## WRITTEN TASK
Render the lines below as a JSON list of strings, one string per line and with blank lines omitted. Begin at the line that contains "of the road" and stop after the line that contains "(1407, 457)".

Extracted data entries:
--- begin ---

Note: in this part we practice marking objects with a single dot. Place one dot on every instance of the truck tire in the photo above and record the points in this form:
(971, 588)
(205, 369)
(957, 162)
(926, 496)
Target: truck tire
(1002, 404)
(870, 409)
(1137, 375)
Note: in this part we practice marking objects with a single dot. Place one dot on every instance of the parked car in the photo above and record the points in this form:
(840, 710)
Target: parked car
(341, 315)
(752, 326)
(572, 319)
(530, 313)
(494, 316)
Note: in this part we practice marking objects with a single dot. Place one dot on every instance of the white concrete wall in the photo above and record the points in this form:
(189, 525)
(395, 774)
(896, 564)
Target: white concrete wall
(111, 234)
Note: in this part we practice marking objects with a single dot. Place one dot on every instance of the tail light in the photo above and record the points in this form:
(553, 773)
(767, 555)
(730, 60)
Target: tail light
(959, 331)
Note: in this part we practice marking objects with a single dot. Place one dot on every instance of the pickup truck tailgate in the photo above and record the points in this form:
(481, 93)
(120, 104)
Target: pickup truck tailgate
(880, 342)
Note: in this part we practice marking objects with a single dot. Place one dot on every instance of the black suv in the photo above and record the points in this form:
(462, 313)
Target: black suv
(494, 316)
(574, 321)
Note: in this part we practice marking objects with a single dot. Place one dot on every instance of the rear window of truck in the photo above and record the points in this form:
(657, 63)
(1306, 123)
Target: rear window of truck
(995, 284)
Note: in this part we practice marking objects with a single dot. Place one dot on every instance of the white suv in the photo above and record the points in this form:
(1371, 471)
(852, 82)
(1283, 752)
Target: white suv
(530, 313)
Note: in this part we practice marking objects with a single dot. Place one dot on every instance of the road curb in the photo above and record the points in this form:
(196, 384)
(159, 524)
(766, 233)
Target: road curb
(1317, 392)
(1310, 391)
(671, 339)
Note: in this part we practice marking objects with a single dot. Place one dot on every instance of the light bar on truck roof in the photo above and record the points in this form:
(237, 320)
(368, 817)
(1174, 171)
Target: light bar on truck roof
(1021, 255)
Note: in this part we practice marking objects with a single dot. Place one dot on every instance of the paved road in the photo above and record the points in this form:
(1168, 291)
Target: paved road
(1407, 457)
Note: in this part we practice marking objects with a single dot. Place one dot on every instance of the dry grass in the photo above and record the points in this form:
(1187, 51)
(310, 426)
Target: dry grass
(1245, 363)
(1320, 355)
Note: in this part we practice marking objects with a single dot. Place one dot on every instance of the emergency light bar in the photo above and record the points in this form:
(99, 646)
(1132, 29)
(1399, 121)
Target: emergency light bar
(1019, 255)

--- end ---

## REPLY
[
  "Note: in this part we practice marking objects with a single dot. Place one dot on every instance of the road curb in the photo above and record the points in this form:",
  "(196, 384)",
  "(159, 524)",
  "(766, 233)",
  "Target: road curb",
  "(1317, 392)",
  "(1310, 391)",
  "(671, 339)",
  "Note: in this part we practice marking objects with a single dot. Place one dot on every instance of the light bar on truck roof in the photo above and record the points in this form:",
  "(237, 320)",
  "(368, 817)",
  "(1174, 171)",
  "Target: light bar on truck roof",
  "(1021, 255)",
  "Note: in this part we practice marking objects with a single dot. Place one dot on every instance of the paved road in the photo above and record the points in this form:",
  "(1168, 291)",
  "Target: paved road",
  "(1407, 457)"
]